Task description
Pull out every line in the listing below that contains the string "jacket". Case matters.

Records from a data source
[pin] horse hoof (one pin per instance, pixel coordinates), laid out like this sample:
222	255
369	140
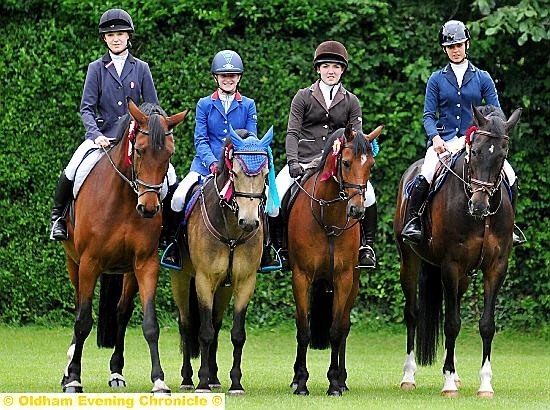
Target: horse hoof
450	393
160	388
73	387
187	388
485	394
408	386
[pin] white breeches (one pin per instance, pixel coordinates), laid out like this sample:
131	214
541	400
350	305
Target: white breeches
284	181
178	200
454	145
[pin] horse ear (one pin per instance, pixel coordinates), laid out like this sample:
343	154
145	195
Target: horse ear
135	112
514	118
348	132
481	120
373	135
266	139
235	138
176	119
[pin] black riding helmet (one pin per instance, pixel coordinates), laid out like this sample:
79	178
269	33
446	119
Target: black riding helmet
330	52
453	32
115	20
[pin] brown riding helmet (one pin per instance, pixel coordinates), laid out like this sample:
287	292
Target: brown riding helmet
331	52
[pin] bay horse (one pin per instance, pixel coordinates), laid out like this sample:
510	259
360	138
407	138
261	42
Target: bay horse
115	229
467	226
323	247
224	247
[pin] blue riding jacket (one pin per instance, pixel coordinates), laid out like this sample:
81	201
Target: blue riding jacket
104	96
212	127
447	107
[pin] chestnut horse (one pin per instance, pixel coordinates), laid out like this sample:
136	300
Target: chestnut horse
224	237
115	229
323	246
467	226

--

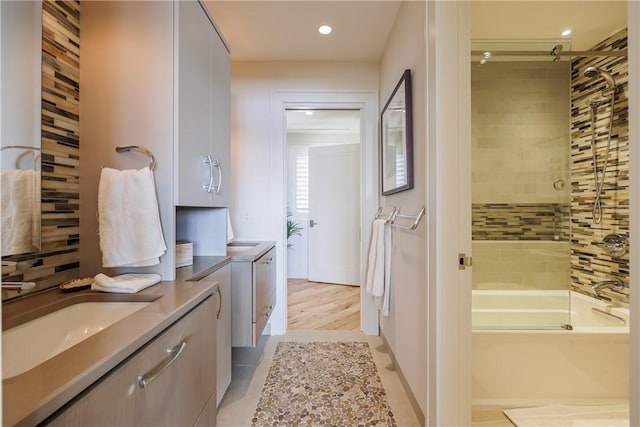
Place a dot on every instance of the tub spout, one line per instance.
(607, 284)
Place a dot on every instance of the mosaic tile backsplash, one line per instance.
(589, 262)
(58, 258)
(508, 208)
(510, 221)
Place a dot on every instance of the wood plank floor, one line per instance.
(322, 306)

Response for this exercise
[pin] blue riding jacket (one pin per instance, pixel coordinates), laid out like this sample:
Target: blue riding jacket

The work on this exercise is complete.